**Direction**: Your task is to copy the listing exactly, with the pictures left out.

**Raw data**:
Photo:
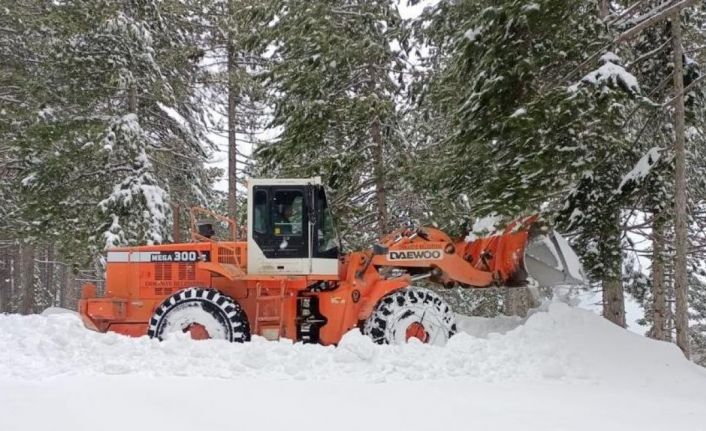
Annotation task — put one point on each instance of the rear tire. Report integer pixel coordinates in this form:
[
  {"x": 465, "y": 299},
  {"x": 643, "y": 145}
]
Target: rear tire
[
  {"x": 203, "y": 313},
  {"x": 413, "y": 312}
]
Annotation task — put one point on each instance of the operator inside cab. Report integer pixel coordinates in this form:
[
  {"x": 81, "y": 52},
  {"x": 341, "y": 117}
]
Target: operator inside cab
[{"x": 283, "y": 223}]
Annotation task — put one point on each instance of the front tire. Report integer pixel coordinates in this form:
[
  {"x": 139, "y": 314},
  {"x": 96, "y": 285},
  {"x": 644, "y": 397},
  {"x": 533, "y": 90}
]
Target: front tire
[
  {"x": 413, "y": 312},
  {"x": 203, "y": 314}
]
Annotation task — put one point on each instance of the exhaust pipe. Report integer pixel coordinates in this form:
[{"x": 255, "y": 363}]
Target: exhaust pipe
[{"x": 550, "y": 260}]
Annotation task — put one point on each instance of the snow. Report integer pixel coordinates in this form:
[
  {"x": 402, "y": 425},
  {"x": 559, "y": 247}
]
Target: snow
[
  {"x": 518, "y": 113},
  {"x": 472, "y": 34},
  {"x": 554, "y": 370},
  {"x": 484, "y": 226},
  {"x": 573, "y": 264},
  {"x": 642, "y": 167},
  {"x": 610, "y": 73}
]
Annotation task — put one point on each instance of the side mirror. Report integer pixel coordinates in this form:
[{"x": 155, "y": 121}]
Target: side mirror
[
  {"x": 206, "y": 229},
  {"x": 379, "y": 249}
]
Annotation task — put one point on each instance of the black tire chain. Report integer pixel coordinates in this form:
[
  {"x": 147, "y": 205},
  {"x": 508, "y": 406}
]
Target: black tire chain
[
  {"x": 376, "y": 324},
  {"x": 229, "y": 310}
]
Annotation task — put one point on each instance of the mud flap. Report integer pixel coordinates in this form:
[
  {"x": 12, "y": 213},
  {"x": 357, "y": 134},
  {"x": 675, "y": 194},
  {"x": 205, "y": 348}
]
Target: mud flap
[{"x": 550, "y": 260}]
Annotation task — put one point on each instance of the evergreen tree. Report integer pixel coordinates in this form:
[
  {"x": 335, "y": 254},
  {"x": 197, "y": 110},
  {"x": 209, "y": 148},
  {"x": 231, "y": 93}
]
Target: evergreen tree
[{"x": 333, "y": 80}]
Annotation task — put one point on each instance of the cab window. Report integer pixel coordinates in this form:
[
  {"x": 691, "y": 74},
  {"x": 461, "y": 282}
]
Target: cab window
[
  {"x": 260, "y": 212},
  {"x": 288, "y": 213}
]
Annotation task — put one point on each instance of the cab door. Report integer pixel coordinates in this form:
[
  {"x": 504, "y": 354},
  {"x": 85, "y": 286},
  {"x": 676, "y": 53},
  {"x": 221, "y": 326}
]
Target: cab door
[{"x": 278, "y": 239}]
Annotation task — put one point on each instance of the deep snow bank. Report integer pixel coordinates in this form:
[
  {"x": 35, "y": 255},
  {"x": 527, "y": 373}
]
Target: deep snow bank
[
  {"x": 561, "y": 369},
  {"x": 561, "y": 343}
]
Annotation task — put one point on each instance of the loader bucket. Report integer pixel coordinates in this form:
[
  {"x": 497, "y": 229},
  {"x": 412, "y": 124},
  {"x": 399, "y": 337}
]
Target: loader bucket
[{"x": 550, "y": 260}]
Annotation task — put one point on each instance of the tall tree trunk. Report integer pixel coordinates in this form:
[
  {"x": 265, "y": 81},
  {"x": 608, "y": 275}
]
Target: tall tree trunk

**Exercise output**:
Photo:
Annotation task — put one point on each instance of the rear tire. Report integer pixel coordinates in this form:
[
  {"x": 465, "y": 299},
  {"x": 643, "y": 145}
]
Target: rear tire
[
  {"x": 203, "y": 313},
  {"x": 413, "y": 312}
]
Annotation task — put one point on each instance of the operator inside cab. Report integer pixel coordinates in this form:
[
  {"x": 81, "y": 52},
  {"x": 341, "y": 117}
]
Target: operator inside cab
[{"x": 283, "y": 223}]
Annotation task — put one point on each instance of the front tire. Report integer pixel coordinates in this form:
[
  {"x": 139, "y": 314},
  {"x": 96, "y": 285},
  {"x": 644, "y": 397},
  {"x": 533, "y": 90}
]
Target: front tire
[
  {"x": 413, "y": 312},
  {"x": 203, "y": 314}
]
Annotation task — put one point on each instance of the exhaust pipe. Report integer pixel coordinates in this form:
[{"x": 255, "y": 363}]
Target: exhaust pipe
[{"x": 550, "y": 260}]
Annotation task — put one point on each instance of the snow. Report integer pixel coordinates in this form:
[
  {"x": 402, "y": 425},
  {"x": 559, "y": 247}
]
Target: snow
[
  {"x": 518, "y": 113},
  {"x": 472, "y": 34},
  {"x": 554, "y": 370},
  {"x": 484, "y": 226},
  {"x": 573, "y": 264},
  {"x": 642, "y": 167},
  {"x": 610, "y": 73}
]
Annotation task — put one point on each instance of the side mirror. Report integer pixel coordinates in this form:
[{"x": 155, "y": 121}]
Target: side mirror
[
  {"x": 206, "y": 229},
  {"x": 379, "y": 249}
]
Annotation task — put one point on each instance of the black tire chain. Report integer pixel coordinates in this form:
[
  {"x": 147, "y": 205},
  {"x": 508, "y": 406}
]
Target: black tire chain
[
  {"x": 376, "y": 324},
  {"x": 229, "y": 310}
]
Annotation task — put one point on each instance of the mud flap. Report integer pixel coordinates in this form:
[
  {"x": 12, "y": 213},
  {"x": 357, "y": 134},
  {"x": 675, "y": 194},
  {"x": 205, "y": 348}
]
Target: mud flap
[{"x": 550, "y": 260}]
Annotation task — put one point on each instance of the evergreen tree. Report integer pixel coordinates in this form:
[
  {"x": 335, "y": 254},
  {"x": 197, "y": 110},
  {"x": 209, "y": 148},
  {"x": 231, "y": 93}
]
Target: evergreen tree
[{"x": 333, "y": 80}]
Annotation task — put one point on each instance of the cab window. Report integer pixel coordinates in this form:
[
  {"x": 691, "y": 74},
  {"x": 461, "y": 282}
]
Target: cab window
[
  {"x": 260, "y": 212},
  {"x": 288, "y": 213}
]
Annotation task — put one point on each instance of the cab door. Report integer pixel coordinates in this form:
[
  {"x": 504, "y": 354},
  {"x": 85, "y": 286},
  {"x": 676, "y": 53},
  {"x": 221, "y": 326}
]
Target: cab door
[{"x": 278, "y": 239}]
Annotation task — put one point on each instance of the deep snow bank. Report integer pixel coordinates in this form:
[
  {"x": 35, "y": 255},
  {"x": 527, "y": 373}
]
Target: deep snow bank
[
  {"x": 561, "y": 369},
  {"x": 561, "y": 343}
]
Annotation task — put one point on each instance of the loader bucket. Report integer pixel coordinates in this form:
[
  {"x": 497, "y": 229},
  {"x": 412, "y": 124},
  {"x": 399, "y": 337}
]
Target: loader bucket
[{"x": 550, "y": 260}]
Annotation task — put one point on each instance of the tall tree trunk. Report integer pixel coordinates in this form:
[
  {"x": 265, "y": 81},
  {"x": 608, "y": 275}
]
Target: tall tree trunk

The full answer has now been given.